== BRIEF ==
Please restate the listing word for word, omitting the images.

Segment Start: EXERCISE INPUT

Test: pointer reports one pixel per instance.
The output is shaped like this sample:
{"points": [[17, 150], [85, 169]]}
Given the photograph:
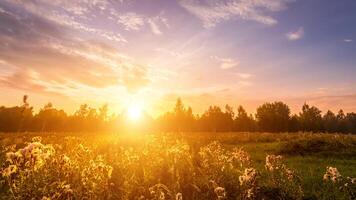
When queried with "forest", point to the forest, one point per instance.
{"points": [[269, 117]]}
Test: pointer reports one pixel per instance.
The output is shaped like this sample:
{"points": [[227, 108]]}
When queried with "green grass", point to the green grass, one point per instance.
{"points": [[308, 154]]}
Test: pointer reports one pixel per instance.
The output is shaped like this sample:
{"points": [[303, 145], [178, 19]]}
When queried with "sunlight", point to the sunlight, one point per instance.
{"points": [[134, 112]]}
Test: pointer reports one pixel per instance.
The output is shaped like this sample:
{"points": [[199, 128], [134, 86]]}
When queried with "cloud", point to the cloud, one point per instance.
{"points": [[213, 12], [296, 35], [348, 40], [43, 56], [156, 23], [244, 75], [226, 63], [131, 21], [76, 12]]}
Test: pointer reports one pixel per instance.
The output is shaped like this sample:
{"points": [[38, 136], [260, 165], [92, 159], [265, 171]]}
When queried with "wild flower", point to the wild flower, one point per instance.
{"points": [[241, 156], [179, 196], [249, 177], [332, 174], [220, 192], [10, 170], [273, 162], [248, 180]]}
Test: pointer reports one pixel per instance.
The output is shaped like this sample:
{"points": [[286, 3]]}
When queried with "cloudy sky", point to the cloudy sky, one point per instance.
{"points": [[240, 52]]}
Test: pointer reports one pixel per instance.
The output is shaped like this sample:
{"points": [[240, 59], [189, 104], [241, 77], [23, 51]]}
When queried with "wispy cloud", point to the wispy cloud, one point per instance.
{"points": [[226, 63], [156, 24], [46, 56], [212, 12], [295, 35], [348, 40], [131, 21], [244, 75]]}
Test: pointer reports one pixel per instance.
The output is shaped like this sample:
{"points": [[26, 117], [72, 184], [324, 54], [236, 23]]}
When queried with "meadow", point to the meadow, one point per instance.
{"points": [[177, 166]]}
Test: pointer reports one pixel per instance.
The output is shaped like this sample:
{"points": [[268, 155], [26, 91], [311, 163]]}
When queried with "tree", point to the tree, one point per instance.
{"points": [[214, 119], [243, 122], [50, 119], [351, 122], [273, 117], [310, 118], [180, 119], [330, 122]]}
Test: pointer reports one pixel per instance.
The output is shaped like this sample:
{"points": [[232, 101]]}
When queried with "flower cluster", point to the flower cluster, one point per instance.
{"points": [[332, 174]]}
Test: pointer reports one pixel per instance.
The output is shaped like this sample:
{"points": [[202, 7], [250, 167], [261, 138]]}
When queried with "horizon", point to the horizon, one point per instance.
{"points": [[132, 52]]}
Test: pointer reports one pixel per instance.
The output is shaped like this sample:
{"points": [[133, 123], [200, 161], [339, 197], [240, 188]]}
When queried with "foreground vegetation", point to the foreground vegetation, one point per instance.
{"points": [[177, 166]]}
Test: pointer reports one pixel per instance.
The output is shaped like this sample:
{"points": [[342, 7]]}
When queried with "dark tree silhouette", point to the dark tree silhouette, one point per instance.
{"points": [[273, 117]]}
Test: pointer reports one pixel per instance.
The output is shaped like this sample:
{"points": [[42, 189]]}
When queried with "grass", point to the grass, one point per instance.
{"points": [[306, 153]]}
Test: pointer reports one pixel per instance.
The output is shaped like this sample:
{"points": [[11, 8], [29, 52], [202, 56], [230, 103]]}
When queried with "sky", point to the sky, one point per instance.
{"points": [[208, 52]]}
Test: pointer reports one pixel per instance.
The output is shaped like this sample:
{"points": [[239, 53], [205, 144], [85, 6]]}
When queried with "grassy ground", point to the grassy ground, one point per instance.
{"points": [[308, 154]]}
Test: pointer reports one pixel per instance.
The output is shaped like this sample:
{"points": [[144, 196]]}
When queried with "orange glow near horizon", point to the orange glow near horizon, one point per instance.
{"points": [[135, 111]]}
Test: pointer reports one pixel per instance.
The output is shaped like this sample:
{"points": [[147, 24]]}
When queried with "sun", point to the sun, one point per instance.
{"points": [[134, 112]]}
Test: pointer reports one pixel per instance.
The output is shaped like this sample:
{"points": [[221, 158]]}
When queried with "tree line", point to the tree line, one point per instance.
{"points": [[269, 117]]}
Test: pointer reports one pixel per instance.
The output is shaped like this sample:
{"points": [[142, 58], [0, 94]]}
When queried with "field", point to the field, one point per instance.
{"points": [[177, 166]]}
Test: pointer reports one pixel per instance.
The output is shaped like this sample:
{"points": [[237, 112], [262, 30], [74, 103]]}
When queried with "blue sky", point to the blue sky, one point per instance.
{"points": [[151, 52]]}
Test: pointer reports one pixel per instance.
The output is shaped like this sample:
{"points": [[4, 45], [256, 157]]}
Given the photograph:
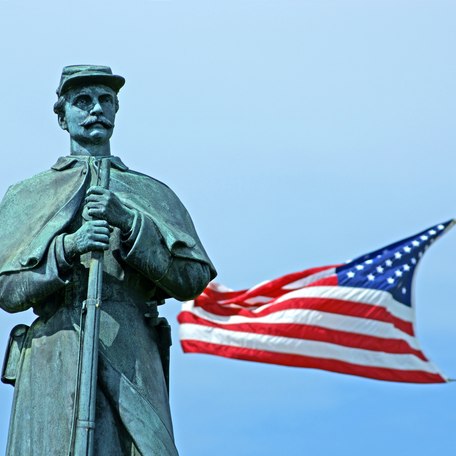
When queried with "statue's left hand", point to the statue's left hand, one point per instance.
{"points": [[105, 205]]}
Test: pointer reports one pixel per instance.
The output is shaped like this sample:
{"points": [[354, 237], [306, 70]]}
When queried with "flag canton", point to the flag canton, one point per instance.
{"points": [[391, 268]]}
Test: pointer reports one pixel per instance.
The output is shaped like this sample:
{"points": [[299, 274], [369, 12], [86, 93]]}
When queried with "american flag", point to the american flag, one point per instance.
{"points": [[354, 318]]}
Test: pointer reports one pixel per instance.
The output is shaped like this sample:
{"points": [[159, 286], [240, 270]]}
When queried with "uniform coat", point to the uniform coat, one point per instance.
{"points": [[161, 257]]}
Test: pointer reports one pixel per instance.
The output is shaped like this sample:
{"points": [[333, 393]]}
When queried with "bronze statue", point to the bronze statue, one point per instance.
{"points": [[53, 226]]}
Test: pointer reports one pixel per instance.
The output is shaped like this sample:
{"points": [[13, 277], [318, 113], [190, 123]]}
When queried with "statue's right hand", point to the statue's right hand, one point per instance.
{"points": [[92, 236]]}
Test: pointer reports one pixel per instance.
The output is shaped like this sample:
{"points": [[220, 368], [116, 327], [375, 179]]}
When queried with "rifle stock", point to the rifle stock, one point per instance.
{"points": [[85, 402]]}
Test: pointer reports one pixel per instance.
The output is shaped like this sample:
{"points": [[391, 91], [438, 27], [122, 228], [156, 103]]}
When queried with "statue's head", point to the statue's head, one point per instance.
{"points": [[87, 102]]}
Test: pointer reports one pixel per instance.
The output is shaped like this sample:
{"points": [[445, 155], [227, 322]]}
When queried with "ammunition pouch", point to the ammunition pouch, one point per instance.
{"points": [[16, 344]]}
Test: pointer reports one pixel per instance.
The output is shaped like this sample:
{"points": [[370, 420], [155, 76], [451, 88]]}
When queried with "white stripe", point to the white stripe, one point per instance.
{"points": [[358, 295], [307, 280], [316, 318], [258, 300], [301, 347]]}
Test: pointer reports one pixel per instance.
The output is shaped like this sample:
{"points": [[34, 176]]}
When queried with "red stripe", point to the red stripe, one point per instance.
{"points": [[335, 306], [308, 332], [379, 373], [271, 288]]}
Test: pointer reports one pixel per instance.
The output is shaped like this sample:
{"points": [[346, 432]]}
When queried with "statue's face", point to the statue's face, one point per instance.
{"points": [[90, 112]]}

Segment End: EXERCISE INPUT

== EXERCISE RESULT ==
Test: pointer reports one pixel per instance.
The output is shaped like this sample:
{"points": [[17, 150], [85, 169]]}
Given the photograph:
When queried with "forest", point to the forest, one point per instance.
{"points": [[269, 117]]}
Test: pointer reports one pixel per instance.
The output is shaped like this sample:
{"points": [[227, 108]]}
When queried with "green grass", point to the green grass, one point per instance.
{"points": [[308, 154]]}
Test: pointer reports one pixel per instance.
The output is shaped like this sample:
{"points": [[303, 145], [178, 19]]}
When queried with "sunlight", point to the sunlight, one point per instance.
{"points": [[134, 112]]}
Test: pointer reports one pixel per instance.
The output is shaped like this sample:
{"points": [[199, 128], [134, 86]]}
When queried with "cloud", point to the cloud, one point per instance.
{"points": [[213, 12], [296, 35], [348, 40], [43, 56], [156, 23], [244, 75], [226, 63], [131, 21], [76, 12]]}
Test: pointer reports one pixel per instance.
The output is shaped like this sample:
{"points": [[38, 136], [260, 165], [92, 159], [265, 171]]}
When queried with "wild flower", point to the wild flower, one point per instance.
{"points": [[241, 156], [179, 196], [249, 177], [332, 174], [220, 192], [10, 170], [273, 162], [248, 180]]}
Test: pointer reports one pixel per instance.
The output is shaped like this sample:
{"points": [[286, 3]]}
When queried with "cloudy sky", point to the cloudy sky, one point per instance.
{"points": [[240, 52]]}
Test: pointer reports one pixel per instance.
The output is shaped like this sample:
{"points": [[240, 59], [189, 104], [241, 77], [23, 51]]}
When queried with "wispy cloud", point to the wispy cloud, one point per instance.
{"points": [[226, 63], [156, 24], [46, 56], [212, 12], [295, 35], [348, 40], [131, 21], [244, 75]]}
Test: pointer reports one pixel per instance.
The output is shaped like this sample:
{"points": [[26, 117], [72, 184], [324, 54], [236, 23]]}
When queried with "meadow", point to the meadow, one point per instance.
{"points": [[177, 166]]}
Test: pointer reports one pixel per instance.
The output is shaped like this sample:
{"points": [[268, 155], [26, 91], [311, 163]]}
When queried with "tree", point to the tree, one point per instance.
{"points": [[214, 119], [243, 122], [50, 119], [351, 122], [273, 117], [310, 118], [180, 119], [330, 122]]}
Test: pointer reports one pixel per instance.
The output is shaped like this sample:
{"points": [[232, 101]]}
When queried with "flower cluster", point to the flower cluster, one point per instance.
{"points": [[332, 174]]}
Test: pointer reports one pixel per instance.
The output is shaped like this sample:
{"points": [[202, 7], [250, 167], [261, 138]]}
When queried with "horizon", point to the horizon, one point per instance.
{"points": [[132, 52]]}
Test: pointer reports one pixel per instance.
The output is shaped like this sample:
{"points": [[133, 123], [200, 161], [339, 197], [240, 188]]}
When queried with "foreground vegetation", point to the foreground vegetation, one point per instance.
{"points": [[177, 166]]}
Test: pointer reports one pixel per instance.
The output is shaped like this sample:
{"points": [[342, 7]]}
When queried with "dark tree silhouette", point to the dark tree silhouette, one point per instance.
{"points": [[273, 117]]}
Test: pointer reports one pixel per instance.
The output is shaped like this sample:
{"points": [[42, 189]]}
When queried with "grass", point to the grass, one point per instance.
{"points": [[306, 153]]}
Test: pointer reports one pixel per instance.
The output is shaped like this sample:
{"points": [[11, 8], [29, 52], [202, 56], [230, 103]]}
When queried with "sky", point to the sky, one point per instance.
{"points": [[208, 52]]}
Test: pointer reports one pixel per instance.
The output is shaped like this sample:
{"points": [[239, 53], [205, 144], [85, 6]]}
When queried with "grassy ground", point to the grassy ground, one point per instance.
{"points": [[308, 154]]}
Test: pointer reports one pixel per instance.
The output is shaped like this sample:
{"points": [[144, 196]]}
When queried with "orange glow near horizon", point to the orange glow near horizon, one point per instance.
{"points": [[135, 111]]}
Test: pointer reports one pixel per instance.
The output is shaped like this sample:
{"points": [[147, 24]]}
When queried with "sun", point to the sun, one point per instance.
{"points": [[134, 112]]}
Test: pointer reports one pixel per instance.
The output is shaped like this sample:
{"points": [[221, 158]]}
When queried with "tree line", point to the tree line, one point per instance.
{"points": [[269, 117]]}
Test: pointer reports one pixel per instance.
The output is shaped like this sample:
{"points": [[142, 58], [0, 94]]}
When queried with "field", point to the field, one point per instance.
{"points": [[177, 166]]}
Test: pointer reports one pixel per instance.
The output is shaped like this sample:
{"points": [[237, 112], [262, 30], [74, 103]]}
When queried with "blue sky", point to the blue sky, one point per instance.
{"points": [[151, 52]]}
Test: pointer reports one pixel per instance.
The output is shaped like this sample:
{"points": [[4, 45], [256, 157]]}
Given the photograph:
When queried with "statue's left hand", point to the statue's left hand, one point per instance.
{"points": [[105, 205]]}
Test: pointer reports one pixel per instance.
The output is shaped like this sample:
{"points": [[354, 237], [306, 70]]}
When queried with "flag canton", point to the flag canton, one point per instance.
{"points": [[391, 268]]}
Test: pointer reports one pixel per instance.
The output is shaped like this sample:
{"points": [[299, 274], [369, 12], [86, 93]]}
When queried with "american flag", point to the american flag, one point per instance.
{"points": [[354, 318]]}
Test: pointer reports one pixel per instance.
The output is shaped like this sample:
{"points": [[159, 286], [240, 270]]}
When queried with "uniform coat", point to the uniform coat, one point per instance.
{"points": [[161, 257]]}
Test: pointer reports one pixel per instance.
The output is shaped like this sample:
{"points": [[333, 393]]}
When queried with "bronze statue", point to the bronze statue, one point per instance.
{"points": [[53, 226]]}
Test: pointer reports one pixel per instance.
The output is shaped like this sample:
{"points": [[13, 277], [318, 113], [190, 123]]}
When queried with "statue's right hand", point to the statue's right hand, one point per instance.
{"points": [[92, 236]]}
Test: pointer reports one pixel per instance.
The output is shaped like this sample:
{"points": [[220, 368], [116, 327], [375, 179]]}
When queried with "rifle stock", point to the rifle stock, one point per instance.
{"points": [[85, 402]]}
Test: pointer reports one pixel per instance.
The output is shaped like this sample:
{"points": [[391, 91], [438, 27], [122, 228], [156, 103]]}
When queried with "statue's head", point to the statue's head, one point per instance.
{"points": [[87, 102]]}
Test: pointer reports one pixel per instance.
The output is shaped like this sample:
{"points": [[445, 155], [227, 322]]}
When queried with "ammunition pouch", point to the ammunition pouch, one point per instance.
{"points": [[16, 344]]}
Test: pointer reports one pixel per instance.
The output is shaped like this sample:
{"points": [[370, 420], [155, 76], [451, 88]]}
When queried with "white stripe", point to the white stripe, one point per instance.
{"points": [[358, 295], [307, 280], [316, 318], [258, 300], [301, 347]]}
Test: pointer reports one pixel per instance.
The output is shaped like this sample:
{"points": [[34, 176]]}
When queried with "red stripe", point to the red stripe, one point per instance.
{"points": [[335, 306], [308, 332], [379, 373], [271, 288]]}
Test: pointer reports one pixel per instance.
The output is shaped like this sample:
{"points": [[346, 432]]}
When queried with "statue's face", point to the statue's face, one point per instance.
{"points": [[90, 112]]}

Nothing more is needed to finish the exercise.